## begin Input records

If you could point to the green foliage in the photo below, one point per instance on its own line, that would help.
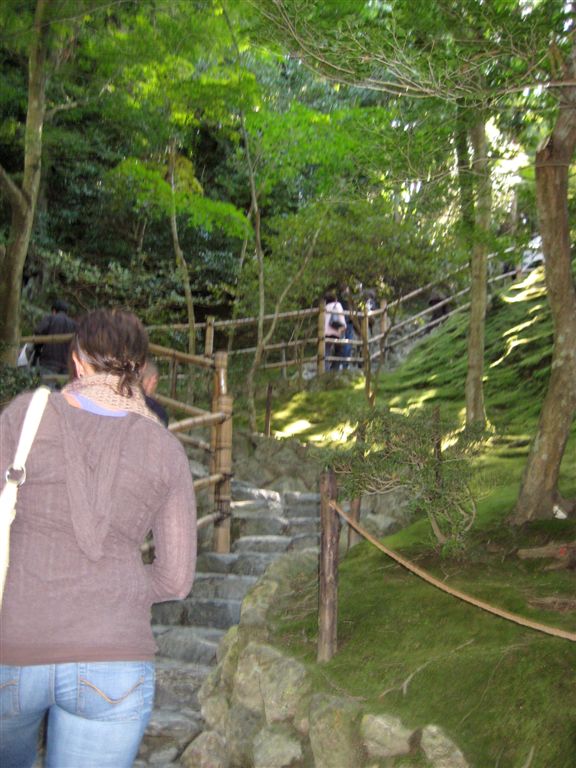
(15, 380)
(427, 460)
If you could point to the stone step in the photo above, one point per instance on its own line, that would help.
(244, 491)
(242, 563)
(249, 522)
(188, 644)
(198, 612)
(222, 585)
(305, 541)
(264, 506)
(178, 682)
(301, 504)
(167, 735)
(296, 526)
(262, 544)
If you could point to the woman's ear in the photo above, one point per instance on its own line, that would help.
(78, 366)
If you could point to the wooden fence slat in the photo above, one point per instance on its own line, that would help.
(328, 586)
(198, 421)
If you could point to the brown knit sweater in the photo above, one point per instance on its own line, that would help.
(77, 589)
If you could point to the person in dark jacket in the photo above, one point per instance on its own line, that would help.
(53, 357)
(149, 385)
(76, 646)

## end Input records

== Exercise objective ==
Rewrite every entry above so that "photo" becomes "image" wherever it occurs and nothing else changes. Leave the pictures out.

== Final answer ==
If you could point to the green foliage in the image below, one point per instance on its own line, that would help.
(15, 380)
(427, 460)
If you could point to the stone step in the image above, one point per instance on its own line, that would help.
(244, 491)
(242, 563)
(249, 522)
(188, 644)
(198, 612)
(222, 585)
(305, 541)
(264, 506)
(178, 682)
(301, 504)
(167, 735)
(296, 526)
(262, 544)
If you could point to the woman's ear in the image above, one point per instance on its own line, that would help.
(78, 366)
If you could point to the wooden fence slat in the image above, one point per instance on its own line, that would help.
(328, 586)
(198, 421)
If you could point to the brown knit sweater in the image above, one point per instance on its own line, that would help.
(77, 589)
If you could point to the person in dark jacket in the image above, one point per instance on its own line, that would help.
(53, 357)
(149, 385)
(76, 646)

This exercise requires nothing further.